### EXERCISE TASK
Repeat the whole listing below, word for word.

### RECORDS SHOWN
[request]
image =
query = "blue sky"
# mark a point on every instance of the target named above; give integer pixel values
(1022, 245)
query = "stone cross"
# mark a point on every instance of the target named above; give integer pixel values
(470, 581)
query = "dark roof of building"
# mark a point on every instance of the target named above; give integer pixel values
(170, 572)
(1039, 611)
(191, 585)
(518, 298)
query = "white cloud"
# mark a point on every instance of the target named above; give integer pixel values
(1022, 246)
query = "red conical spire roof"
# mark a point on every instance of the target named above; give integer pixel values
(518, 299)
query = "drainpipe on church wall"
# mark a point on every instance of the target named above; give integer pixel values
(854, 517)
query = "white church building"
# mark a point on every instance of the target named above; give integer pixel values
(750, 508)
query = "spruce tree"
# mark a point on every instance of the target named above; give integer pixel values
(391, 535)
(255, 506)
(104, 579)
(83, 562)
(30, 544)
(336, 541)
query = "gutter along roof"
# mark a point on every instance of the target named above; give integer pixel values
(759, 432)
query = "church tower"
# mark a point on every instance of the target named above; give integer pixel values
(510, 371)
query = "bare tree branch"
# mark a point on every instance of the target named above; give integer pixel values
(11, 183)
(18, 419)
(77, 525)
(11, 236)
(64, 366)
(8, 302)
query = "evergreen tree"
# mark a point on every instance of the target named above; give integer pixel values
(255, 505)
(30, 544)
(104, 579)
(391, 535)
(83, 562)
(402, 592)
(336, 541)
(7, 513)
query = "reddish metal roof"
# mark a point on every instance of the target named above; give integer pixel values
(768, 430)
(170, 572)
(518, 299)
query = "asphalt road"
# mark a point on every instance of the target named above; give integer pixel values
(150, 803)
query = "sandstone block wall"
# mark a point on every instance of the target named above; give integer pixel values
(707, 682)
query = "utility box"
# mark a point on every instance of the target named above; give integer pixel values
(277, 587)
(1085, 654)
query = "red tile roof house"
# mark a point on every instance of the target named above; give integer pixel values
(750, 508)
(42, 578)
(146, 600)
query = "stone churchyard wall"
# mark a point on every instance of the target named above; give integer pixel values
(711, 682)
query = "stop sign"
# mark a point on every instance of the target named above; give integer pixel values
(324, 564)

### EXERCISE ANSWER
[request]
image =
query = "blue sky"
# mark a point on every instance of the target named above; give integer pixel values
(1022, 245)
query = "stone cross"
# mark a point on every instance of the target named above; give integer pixel values
(470, 581)
query = "dark roof of building"
# mark a point on every instance of the target named above; give integer pixel values
(170, 572)
(1039, 611)
(191, 585)
(518, 298)
query = "white cloud"
# mark a point on every instance of the target named above; give integer pixel values
(1022, 246)
query = "red conical spire roof"
# mark a point on every instance of the target named above; give integer pixel values
(518, 299)
query = "drainpipe on church wall"
# mark a point on every instance of the target named above; give integer pixel values
(854, 517)
query = "white church building"
# mark a point on every instance of the target named above; give integer pixel values
(750, 508)
query = "spruce tree"
# mark a point on every instance of the target named above; give integer pixel values
(391, 535)
(255, 506)
(104, 579)
(83, 562)
(30, 544)
(336, 541)
query = "gutter along roof"
# mark a point on every instance of the target named above; give integer pixel values
(759, 432)
query = "church tower"
# mark a point on every instance of the target named above; give integer pixel values
(510, 371)
query = "bare tree branch"
# mark a point on every instance of the target named above; give integer pixel values
(11, 183)
(18, 419)
(77, 525)
(11, 236)
(64, 366)
(8, 302)
query = "evergreen tree"
# mark a point on every instance of the target named above; give integer pixel values
(255, 505)
(30, 544)
(104, 579)
(391, 535)
(83, 562)
(402, 592)
(336, 541)
(7, 513)
query = "reddish metal roof"
# mark a point on every instance of the target named above; give integer pixel values
(768, 430)
(170, 572)
(518, 299)
query = "asphalt road"
# mark a point on every instance of the target named above; give integer pixel values
(150, 803)
query = "sandstone block wall"
# mark a point on every instance of the target named above; give integer pixel values
(707, 682)
query = "utility box"
# mark a point on every instance of the target named above; give integer pixel values
(277, 587)
(1085, 654)
query = "red tile roof house"
# mark a point on every instance of the target named above; give integer pixel values
(750, 508)
(42, 578)
(146, 600)
query = "stone churchyard wall"
# mark a point on every instance of the target named above; give integer pixel values
(711, 682)
query = "stop sign"
# mark a point on every instance of the target named above; give integer pixel values
(324, 564)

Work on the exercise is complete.